Text segment:
□ □ □ □ □ □ □

Newly-sworn Justice Michael Copley told Peter John Yeh in the Supreme Court on Wednesday that up until 2017 Yeh had a very good work history.
“It is a tragedy to see a man in his mid-50s who starts possessing small quantities of these drugs and the tragedy is compounded when that man decides because of the effects of addiction that the way to solve his problem is to start buying and selling drugs as a business,” Justice Copley said.
Yeh is a former real estate agent with Ray White Paddington, as well as Harcourts in Bulimba and LJ Hooker in Coorparoo and he turned to drugs when he lost out on a lucrative work opportunity, the court heard.
In court on Wednesday, Yeh pleaded guilty to trafficking in the drugs ice and gamma-Hydroxybutyric acid (GHB) over nearly ten months between September 3, 2021 and June 23, 2022.
He was trafficking while on parole.
The now 60-year-old father of two was a drug addict himself when he mostly sold “street level” quantities of the drugs to about 70 customers in inner-city Brisbane, the court heard.
He tried to avoid detection by selling via the encrypted message app known as Signal, by Facebook Messenger but also by regular SMS messages, the court heard.

□ □ □ □ □ □ □

To-do list:
a: In the court report, reproduce everything from "Newly-sworn Justice Michael" down to "opportunity, the court heard.", putting "misfortune" wherever "tragedy" appears.
b: According to the court report, about how many customers did Yeh sell drugs to?
c: Pick up the court report on Yeh's drug trafficking case after its final sentence and write the next part.

□ □ □ □ □ □ □

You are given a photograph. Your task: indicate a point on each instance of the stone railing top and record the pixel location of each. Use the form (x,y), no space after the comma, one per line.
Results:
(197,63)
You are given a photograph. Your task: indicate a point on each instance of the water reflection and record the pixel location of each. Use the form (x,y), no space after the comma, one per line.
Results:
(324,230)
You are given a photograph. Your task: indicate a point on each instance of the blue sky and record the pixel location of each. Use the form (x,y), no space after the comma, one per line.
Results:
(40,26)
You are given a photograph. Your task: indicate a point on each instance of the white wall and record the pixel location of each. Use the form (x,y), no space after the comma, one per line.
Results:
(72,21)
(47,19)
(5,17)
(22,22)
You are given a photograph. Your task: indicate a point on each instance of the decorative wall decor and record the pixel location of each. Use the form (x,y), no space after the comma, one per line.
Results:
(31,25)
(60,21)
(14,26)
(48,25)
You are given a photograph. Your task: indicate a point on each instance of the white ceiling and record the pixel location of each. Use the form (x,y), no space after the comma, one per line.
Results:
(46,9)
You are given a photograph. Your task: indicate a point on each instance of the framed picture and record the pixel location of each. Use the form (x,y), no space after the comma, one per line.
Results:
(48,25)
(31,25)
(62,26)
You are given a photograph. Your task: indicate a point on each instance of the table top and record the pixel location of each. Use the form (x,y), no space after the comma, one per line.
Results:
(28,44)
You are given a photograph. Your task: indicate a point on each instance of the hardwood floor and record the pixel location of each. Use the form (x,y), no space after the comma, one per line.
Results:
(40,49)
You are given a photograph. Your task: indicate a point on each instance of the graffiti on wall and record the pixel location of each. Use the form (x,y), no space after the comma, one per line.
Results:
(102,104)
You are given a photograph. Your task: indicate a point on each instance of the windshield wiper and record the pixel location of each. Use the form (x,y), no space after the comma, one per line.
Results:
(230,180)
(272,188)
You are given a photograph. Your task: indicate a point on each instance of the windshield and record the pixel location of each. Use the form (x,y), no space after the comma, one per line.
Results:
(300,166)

□ □ □ □ □ □ □

Answers to each task:
a:
Newly-sworn Justice Michael Copley told Peter John Yeh in the Supreme Court on Wednesday that up until 2017 Yeh had a very good work history.
“It is a misfortune to see a man in his mid-50s who starts possessing small quantities of these drugs and the misfortune is compounded when that man decides because of the effects of addiction that the way to solve his problem is to start buying and selling drugs as a business,” Justice Copley said.
Yeh is a former real estate agent with Ray White Paddington, as well as Harcourts in Bulimba and LJ Hooker in Coorparoo and he turned to drugs when he lost out on a lucrative work opportunity, the court heard.

b: About 70.

c:
When police accessed his phone messages they learned that Yeh was selling up to 200mL of GHB in a single deal and he commonly sold up to 3.5g of the drug ice for $1100.
He was receiving payments from customers up to $2500, his bank records showed, all while receiving the JobSeeker payment.
Crown prosecutor Katrina Overell submitted that she could not determine the profit Yeh made from selling drugs, but his bank records showed he had $174,562 in “unexplained income”.
“There were hundreds of transactions disclosed in messages and bank records,” Ms Overell said.
“He asked customers to delete their messages to avoid detection … he offered credit and pursued debts,” she said.
Defence counsel Elliot Boddice told the court that Yeh’s life fell apart when he began using drugs but he is now “clean” of drugs while in prison prior to his sentencing hearing on Wednesday.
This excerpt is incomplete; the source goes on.